- Goals:
1 – According to the transistor capacitance slides, what are the two main parasitic capacitances in a BJT?
2 – Please write the next part of the transistor capacitance slides, picking up after the final heading shown.

— Start Page —

Transistor Capacitances

EEE 131 THX2/Y

Lawrence Quizon

Electrical and Electronics Engineering Institute
University of the Philippines
Diliman

2025-11-19

General Frequency Response

Most amplifiers have a frequency response that looks like the following:

Everything is a capacitor

If something holds charge, it is a capacitor.

\[C = \frac{dQ}{dV} \]

Hence, everywhere in semiconductor devices where there are holes and electrons moving in and out there is capacitance.

BJT Parasitics

BJT Parasitics

There are two main parasitic capacitances in a BJT:

• Base-Emitter Capacitance \(C_{\pi} = C_b + C_{je}\) (Base Charging Capacitance + Base-Emitter Junction Capacitance)
• Base-Collector Capacitance \(C_{\mu}\)

The base charging capacitance \(C_b\)

Before we start using the BJT, there is effectively “no charge” in the base region.

However, as we turn the BJT on, the emitter starts to inject carriers (charge) into the base.

The base charging capacitance \(C_b\)

The amount of carrier charge entering/exiting the base per second is \(I_{C}\)

If the amount of time a carrier spends in the base is \(\tau_F\), then the total charge stored in the base is: \[ Q_B = I_C \tau_F \]

So then a change in \(V_{BE}\) can cause a change in \(Q_B\) through \(I_C\):

\[ C_b = \frac{dQ_B}{dV_{BE}} \]

\[ C_b = \frac{dQ_B}{dV_{BE}} = \frac{d(I_C \tau_F)}{dV_{BE}} \]

\[ C_b = \frac{dQ_B}{dV_{BE}} = \frac{d(I_C \tau_F)}{dV_{BE}} = \tau_F \frac{dI_C}{dV_{BE}} \]

Hence,

\[ C_b = \tau_F g_m \]

The BE Junction Capacitance \(C_{je}\)

A depletion region is a region with charges.

As we discussed before, the width of the depletion region changes with applied voltage. It is known that \(W_{dep} \propto \sqrt{V_{bi} - V_{BE}}\).

The BE Junction Capacitance \(C_{je}\)

— End Page —
— Start Data provided —

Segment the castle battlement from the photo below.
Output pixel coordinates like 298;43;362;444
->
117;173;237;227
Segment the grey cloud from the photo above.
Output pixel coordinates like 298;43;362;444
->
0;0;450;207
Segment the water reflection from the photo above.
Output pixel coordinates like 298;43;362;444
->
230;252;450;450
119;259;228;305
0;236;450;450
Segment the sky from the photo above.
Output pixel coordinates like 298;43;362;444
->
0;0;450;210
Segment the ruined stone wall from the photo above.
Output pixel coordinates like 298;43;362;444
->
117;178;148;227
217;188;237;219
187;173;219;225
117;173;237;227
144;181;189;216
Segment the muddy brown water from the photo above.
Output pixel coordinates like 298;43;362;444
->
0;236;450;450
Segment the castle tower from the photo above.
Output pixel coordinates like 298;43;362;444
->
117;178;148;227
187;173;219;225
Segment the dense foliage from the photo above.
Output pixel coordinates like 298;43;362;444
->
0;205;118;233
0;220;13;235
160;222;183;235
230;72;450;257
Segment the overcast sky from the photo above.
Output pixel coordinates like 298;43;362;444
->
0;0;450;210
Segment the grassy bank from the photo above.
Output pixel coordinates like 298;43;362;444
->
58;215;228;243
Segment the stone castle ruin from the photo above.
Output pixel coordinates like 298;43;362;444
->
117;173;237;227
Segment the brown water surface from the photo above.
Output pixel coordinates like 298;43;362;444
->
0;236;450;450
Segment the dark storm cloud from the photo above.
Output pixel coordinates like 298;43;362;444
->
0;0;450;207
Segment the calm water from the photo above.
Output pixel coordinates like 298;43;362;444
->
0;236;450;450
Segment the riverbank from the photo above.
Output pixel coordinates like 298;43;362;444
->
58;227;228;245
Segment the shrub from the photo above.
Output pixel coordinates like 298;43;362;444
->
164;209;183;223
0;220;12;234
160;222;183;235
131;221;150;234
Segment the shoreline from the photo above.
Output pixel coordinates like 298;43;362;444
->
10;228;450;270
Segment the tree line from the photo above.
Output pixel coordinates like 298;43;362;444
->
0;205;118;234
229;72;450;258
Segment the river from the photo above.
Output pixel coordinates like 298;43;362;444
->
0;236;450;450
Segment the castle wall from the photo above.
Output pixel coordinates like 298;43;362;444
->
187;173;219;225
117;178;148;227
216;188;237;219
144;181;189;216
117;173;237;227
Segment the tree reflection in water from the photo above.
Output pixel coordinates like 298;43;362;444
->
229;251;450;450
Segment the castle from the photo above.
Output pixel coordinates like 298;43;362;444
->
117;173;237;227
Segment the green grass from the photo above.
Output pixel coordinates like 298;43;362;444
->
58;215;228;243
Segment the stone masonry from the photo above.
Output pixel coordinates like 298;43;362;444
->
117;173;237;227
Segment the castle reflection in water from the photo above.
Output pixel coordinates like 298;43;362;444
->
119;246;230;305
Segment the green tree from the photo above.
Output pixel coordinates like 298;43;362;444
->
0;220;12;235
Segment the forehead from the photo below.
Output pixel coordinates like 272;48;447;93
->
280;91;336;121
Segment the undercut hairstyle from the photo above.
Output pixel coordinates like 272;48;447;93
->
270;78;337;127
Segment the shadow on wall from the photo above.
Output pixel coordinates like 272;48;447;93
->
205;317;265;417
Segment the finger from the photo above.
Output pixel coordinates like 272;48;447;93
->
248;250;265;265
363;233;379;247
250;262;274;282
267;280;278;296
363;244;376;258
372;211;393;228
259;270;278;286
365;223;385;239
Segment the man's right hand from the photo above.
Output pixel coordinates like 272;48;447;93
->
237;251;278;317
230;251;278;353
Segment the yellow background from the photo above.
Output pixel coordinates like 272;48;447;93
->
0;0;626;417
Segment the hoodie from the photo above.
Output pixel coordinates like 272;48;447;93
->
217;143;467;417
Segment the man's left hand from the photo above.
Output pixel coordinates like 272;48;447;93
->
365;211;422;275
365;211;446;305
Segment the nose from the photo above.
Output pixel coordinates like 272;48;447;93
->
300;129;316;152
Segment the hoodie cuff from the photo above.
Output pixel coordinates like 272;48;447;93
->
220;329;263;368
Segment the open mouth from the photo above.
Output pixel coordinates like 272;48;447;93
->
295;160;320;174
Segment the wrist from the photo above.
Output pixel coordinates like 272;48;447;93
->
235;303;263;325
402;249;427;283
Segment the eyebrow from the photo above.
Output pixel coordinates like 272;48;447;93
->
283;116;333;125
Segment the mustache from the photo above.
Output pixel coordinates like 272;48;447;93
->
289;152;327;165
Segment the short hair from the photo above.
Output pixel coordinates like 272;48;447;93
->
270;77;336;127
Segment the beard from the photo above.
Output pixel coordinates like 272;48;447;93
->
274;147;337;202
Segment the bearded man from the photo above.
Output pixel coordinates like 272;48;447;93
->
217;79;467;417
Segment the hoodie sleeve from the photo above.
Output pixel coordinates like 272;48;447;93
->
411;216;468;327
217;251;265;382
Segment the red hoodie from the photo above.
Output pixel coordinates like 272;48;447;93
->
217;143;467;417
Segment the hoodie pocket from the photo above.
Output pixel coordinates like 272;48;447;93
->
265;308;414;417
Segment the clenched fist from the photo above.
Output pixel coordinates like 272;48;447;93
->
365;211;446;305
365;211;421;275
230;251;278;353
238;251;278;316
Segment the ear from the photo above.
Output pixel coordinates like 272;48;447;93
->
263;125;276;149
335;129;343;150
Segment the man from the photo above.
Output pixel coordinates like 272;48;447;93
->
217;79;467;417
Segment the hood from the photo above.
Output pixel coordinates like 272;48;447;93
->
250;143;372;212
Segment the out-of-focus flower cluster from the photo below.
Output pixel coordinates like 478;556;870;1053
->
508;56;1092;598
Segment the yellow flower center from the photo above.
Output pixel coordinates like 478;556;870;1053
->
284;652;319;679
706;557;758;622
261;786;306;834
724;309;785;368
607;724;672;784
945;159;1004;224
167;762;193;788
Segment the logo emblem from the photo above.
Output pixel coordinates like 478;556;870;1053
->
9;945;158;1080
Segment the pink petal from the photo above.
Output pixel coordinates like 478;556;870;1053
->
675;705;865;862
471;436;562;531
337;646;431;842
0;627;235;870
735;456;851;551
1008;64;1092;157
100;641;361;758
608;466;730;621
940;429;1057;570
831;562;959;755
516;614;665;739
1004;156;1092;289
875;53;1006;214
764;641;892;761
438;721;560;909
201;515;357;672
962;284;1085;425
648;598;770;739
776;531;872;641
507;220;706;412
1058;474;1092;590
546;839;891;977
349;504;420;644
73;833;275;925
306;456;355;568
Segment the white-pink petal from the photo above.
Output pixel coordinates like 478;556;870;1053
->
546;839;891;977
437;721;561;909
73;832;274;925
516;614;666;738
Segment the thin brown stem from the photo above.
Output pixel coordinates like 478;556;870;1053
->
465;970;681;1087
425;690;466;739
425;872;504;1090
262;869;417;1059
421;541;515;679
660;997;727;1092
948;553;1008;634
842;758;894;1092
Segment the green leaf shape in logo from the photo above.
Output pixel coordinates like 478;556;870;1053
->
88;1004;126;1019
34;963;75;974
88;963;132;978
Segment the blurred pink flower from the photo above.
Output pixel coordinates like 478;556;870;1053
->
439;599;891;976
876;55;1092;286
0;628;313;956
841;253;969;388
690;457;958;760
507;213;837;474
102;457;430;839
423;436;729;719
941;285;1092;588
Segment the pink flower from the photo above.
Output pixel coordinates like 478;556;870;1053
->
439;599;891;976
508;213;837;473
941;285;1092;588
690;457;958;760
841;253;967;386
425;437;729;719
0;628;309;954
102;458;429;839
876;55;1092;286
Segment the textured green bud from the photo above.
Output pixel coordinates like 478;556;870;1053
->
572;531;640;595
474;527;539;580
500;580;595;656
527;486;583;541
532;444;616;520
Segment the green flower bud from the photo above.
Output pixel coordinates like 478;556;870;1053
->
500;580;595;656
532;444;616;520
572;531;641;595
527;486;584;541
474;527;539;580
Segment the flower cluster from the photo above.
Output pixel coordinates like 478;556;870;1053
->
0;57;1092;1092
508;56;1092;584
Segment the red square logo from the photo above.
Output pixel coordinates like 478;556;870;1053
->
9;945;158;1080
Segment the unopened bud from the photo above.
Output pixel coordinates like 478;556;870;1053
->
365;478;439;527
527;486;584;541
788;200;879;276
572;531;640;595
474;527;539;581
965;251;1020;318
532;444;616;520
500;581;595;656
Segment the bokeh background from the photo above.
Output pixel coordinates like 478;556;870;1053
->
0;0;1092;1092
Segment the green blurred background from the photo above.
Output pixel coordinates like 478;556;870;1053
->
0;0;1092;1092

— End Data provided —

- Exercise answers:
1 – The base-emitter capacitance \(C_{\pi}\) and the base-collector capacitance \(C_{\mu}\).

2 –
Hence, since \(Q_{dep} \propto W_{dep}\), we have that some constant of proportionality \(\alpha\) exists such that:

\[ Q_{dep} = \alpha \sqrt{V_{bi} - V_{BE}} \]

\[ C_{je} = \left|\frac{dQ_{dep}}{dV_{BE}}\right| = \left|\alpha \frac{d(\sqrt{V_{bi} - V_{BE}})}{dV_{BE}}\right| = \left|-\frac{\alpha}{2\sqrt{V_{bi} - V_{BE}}}\right| = \frac{\alpha}{2\sqrt{V_{bi}}\sqrt{1 - V_{BE}/V_{bi}}}\]

We can treat \(\frac{\alpha}{2\sqrt{V_{bi}}}\) as a constant \(C_{je0}\):

\[ C_{je} = \frac{C_{je0}}{\sqrt{1 - V_{BE}/V_{bi}}} = \frac{C_{je0}}{\sqrt{1 - V_{BE}/V_{j,BE}}} \]

and we see that \(C_{je0}\) is base-emitter junction capacitance measured at \(V_{BE} = 0\) V. We also typically refer to \(V_{bi}\) for the BE junction as \(V_{j,BE}\).

The BE Junction Capacitance \(C_{je}\)

\[\frac{C_{je0}}{\sqrt{1 - V_{BE}/V_{j,BE}}}\]

The BC Junction Capacitance \(C_{\mu}\)

Likewise, the BC junction’s depletion region also has a capacitance. We call this \(C_{\mu}\).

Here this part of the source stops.